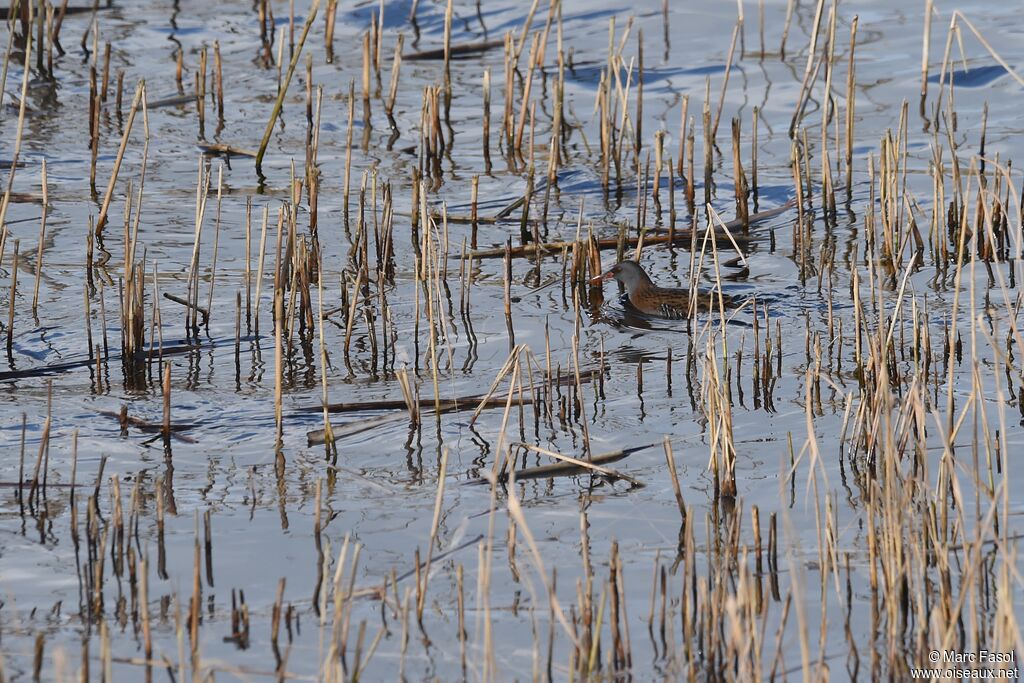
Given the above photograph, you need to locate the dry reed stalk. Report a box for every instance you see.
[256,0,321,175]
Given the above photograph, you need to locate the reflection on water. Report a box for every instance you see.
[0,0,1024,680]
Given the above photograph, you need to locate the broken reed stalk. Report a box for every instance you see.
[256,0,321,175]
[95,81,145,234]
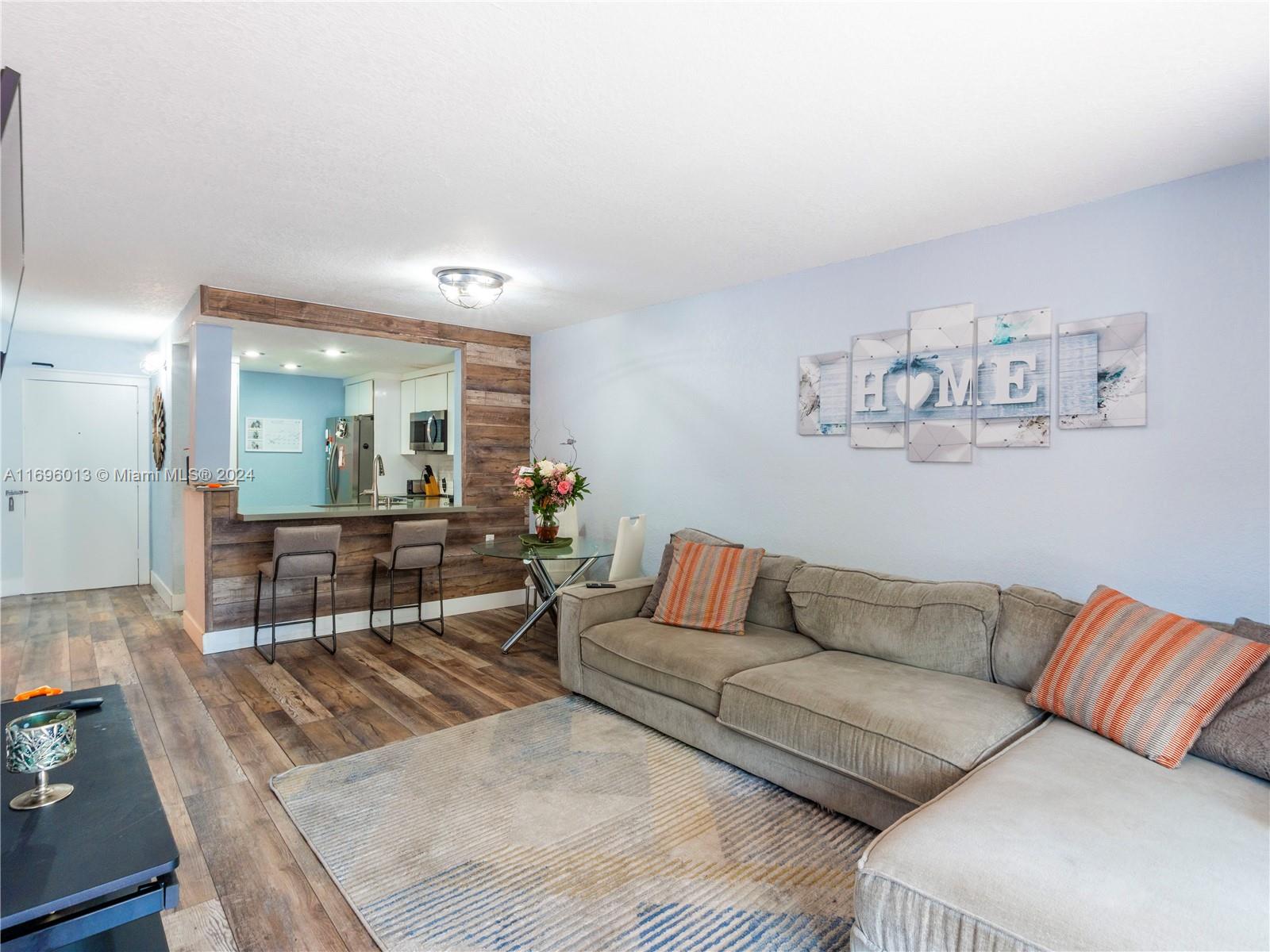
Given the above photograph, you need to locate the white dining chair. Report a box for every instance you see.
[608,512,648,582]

* * * * *

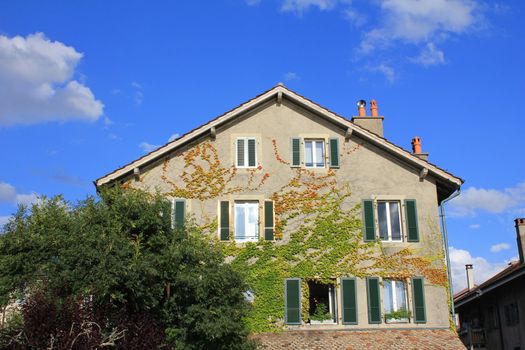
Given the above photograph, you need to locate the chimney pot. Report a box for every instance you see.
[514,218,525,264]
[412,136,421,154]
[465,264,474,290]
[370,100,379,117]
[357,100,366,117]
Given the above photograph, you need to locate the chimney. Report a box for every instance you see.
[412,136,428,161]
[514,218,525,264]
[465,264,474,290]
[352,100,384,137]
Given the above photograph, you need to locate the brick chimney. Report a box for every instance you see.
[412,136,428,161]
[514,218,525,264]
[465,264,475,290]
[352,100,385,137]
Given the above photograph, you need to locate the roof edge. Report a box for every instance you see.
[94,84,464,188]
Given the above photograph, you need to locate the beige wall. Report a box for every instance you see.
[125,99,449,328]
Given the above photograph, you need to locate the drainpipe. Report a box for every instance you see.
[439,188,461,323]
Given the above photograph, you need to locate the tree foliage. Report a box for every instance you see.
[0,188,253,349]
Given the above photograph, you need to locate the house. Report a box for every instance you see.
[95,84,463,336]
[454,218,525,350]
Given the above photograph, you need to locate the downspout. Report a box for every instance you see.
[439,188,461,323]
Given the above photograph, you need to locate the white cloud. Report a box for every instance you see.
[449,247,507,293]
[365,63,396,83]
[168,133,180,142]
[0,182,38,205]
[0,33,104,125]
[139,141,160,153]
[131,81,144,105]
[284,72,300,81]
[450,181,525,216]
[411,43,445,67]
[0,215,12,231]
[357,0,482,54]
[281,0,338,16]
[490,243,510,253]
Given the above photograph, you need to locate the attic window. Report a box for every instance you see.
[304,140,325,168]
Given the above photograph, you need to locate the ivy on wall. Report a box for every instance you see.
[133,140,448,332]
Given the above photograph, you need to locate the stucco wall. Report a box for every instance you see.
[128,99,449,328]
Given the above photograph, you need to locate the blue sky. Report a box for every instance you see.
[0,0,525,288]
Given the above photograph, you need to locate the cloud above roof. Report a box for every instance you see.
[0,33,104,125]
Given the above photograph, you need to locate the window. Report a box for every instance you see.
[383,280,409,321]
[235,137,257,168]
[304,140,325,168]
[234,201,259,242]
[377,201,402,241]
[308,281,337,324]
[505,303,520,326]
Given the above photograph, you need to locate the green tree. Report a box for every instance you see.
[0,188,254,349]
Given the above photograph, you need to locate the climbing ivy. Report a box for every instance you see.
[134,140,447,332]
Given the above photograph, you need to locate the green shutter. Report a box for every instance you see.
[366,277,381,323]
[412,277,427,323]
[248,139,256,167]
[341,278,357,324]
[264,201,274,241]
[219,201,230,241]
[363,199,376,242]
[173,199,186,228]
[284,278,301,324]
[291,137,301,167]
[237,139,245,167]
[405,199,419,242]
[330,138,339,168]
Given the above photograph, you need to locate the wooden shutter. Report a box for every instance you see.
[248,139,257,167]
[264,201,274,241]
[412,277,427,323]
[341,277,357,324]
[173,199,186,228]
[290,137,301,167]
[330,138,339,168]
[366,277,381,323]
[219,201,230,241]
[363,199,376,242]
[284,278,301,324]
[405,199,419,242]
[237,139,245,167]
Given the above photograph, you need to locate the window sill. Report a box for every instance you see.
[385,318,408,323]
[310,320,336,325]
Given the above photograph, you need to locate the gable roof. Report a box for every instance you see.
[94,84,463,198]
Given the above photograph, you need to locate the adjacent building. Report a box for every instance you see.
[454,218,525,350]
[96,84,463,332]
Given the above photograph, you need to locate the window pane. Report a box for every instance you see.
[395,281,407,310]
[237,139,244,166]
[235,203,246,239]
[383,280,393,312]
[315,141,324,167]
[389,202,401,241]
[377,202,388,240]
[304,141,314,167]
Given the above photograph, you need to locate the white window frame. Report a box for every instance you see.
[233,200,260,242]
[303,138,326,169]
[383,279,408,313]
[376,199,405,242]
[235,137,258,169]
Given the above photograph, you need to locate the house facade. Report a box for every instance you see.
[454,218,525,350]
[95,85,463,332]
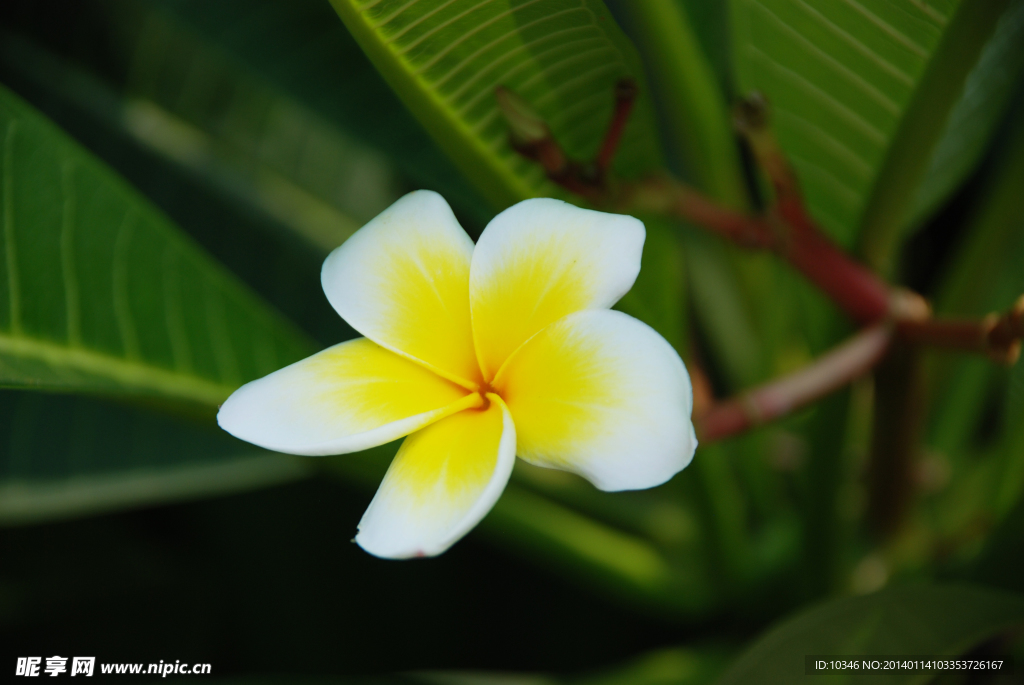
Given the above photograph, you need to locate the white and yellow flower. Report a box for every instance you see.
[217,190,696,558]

* * * * *

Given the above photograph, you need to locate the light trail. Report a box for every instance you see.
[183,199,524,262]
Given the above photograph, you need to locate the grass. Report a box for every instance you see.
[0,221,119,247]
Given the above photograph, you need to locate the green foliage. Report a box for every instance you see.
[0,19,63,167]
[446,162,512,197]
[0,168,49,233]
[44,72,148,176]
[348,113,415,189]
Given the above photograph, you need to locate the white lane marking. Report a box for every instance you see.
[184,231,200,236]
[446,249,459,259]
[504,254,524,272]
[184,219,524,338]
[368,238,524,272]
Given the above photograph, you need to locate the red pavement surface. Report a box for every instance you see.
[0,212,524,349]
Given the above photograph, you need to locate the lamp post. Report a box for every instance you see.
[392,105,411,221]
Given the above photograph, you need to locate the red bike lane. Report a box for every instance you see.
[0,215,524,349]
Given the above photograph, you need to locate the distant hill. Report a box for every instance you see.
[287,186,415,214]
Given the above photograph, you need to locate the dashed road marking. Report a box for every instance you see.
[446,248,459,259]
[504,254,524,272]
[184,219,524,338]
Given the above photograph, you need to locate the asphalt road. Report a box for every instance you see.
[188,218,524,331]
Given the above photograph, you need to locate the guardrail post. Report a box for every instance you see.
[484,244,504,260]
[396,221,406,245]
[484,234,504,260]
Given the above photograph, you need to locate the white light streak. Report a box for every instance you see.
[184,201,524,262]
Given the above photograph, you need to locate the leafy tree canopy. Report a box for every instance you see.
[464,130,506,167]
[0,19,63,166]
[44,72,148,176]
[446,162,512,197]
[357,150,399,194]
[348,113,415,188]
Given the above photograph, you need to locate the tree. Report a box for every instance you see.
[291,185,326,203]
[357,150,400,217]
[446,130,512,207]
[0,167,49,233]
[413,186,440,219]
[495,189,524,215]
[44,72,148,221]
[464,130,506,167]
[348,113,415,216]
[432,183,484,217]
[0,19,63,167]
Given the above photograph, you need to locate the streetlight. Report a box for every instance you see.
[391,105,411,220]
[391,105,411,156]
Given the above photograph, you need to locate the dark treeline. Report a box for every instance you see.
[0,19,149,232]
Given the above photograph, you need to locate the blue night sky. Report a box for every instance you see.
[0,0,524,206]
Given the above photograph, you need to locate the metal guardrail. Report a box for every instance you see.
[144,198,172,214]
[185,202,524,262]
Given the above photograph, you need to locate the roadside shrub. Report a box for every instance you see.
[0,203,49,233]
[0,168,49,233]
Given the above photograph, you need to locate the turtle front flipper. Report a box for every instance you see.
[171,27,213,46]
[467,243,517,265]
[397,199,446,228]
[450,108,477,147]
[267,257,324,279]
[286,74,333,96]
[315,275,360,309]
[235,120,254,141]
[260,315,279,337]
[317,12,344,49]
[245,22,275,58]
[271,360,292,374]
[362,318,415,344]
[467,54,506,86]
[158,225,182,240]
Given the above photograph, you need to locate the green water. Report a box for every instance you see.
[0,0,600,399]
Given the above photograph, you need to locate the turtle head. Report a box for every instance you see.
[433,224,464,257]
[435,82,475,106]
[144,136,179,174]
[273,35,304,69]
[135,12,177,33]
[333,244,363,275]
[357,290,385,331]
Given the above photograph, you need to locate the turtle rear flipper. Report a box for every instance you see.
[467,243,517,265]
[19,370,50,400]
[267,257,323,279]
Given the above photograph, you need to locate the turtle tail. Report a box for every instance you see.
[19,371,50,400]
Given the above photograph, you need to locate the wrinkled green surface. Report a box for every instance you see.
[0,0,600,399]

* * * * *

● **Directions**: Pick out every row above that contains the string "foliage" and copy each one in full. Match case exactly.

● **Response to this task**:
Given the above photograph, you need to locate the tree foliage. Report a box for every instance you see.
Given the above photograph, you need to locate the green foliage. Report a box for every instance you see.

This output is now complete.